#### Data in this exercise ####
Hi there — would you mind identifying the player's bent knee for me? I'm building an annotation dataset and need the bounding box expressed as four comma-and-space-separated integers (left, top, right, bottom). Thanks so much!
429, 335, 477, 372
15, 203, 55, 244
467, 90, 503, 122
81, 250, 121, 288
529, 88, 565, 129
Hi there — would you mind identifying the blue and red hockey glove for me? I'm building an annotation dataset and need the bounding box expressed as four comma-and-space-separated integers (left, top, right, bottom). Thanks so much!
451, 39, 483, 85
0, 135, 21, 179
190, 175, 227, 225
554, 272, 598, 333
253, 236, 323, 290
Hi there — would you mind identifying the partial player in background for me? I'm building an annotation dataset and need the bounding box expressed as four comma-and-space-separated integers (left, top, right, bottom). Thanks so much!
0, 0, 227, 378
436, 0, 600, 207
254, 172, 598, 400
####
Task details ▸
Reproduce every item above, substituting "enclosing rectangle" for each occurrence of "bounding box" and leaving everything else unchanged.

Solution to this problem ▸
Hi there — would you mind identifying the player's bent knee for me? I'm building an annotation dataset and need the enclosing rectangle expressed as four comma-and-space-separated integers (left, top, right, bottom). Thanks so much!
429, 335, 477, 372
15, 203, 55, 244
467, 90, 503, 122
81, 250, 121, 288
529, 88, 565, 129
Hi there — would you mind identifying the blue and red hockey glove for me? I'm building an annotation dataset and need the enclosing rectangle expressed as four comma-and-space-separated integers (left, top, right, bottom). Thanks so much!
451, 39, 483, 85
0, 135, 21, 179
190, 175, 227, 225
554, 272, 598, 333
253, 236, 323, 290
Hi there — would you mind identifying the partial player in background for me? I'm building an annotation dataset and need the enclosing rectangle expressed as four comma-and-space-separated integers (left, top, right, bottom). Thanks so much!
0, 0, 227, 378
436, 0, 600, 207
254, 172, 598, 400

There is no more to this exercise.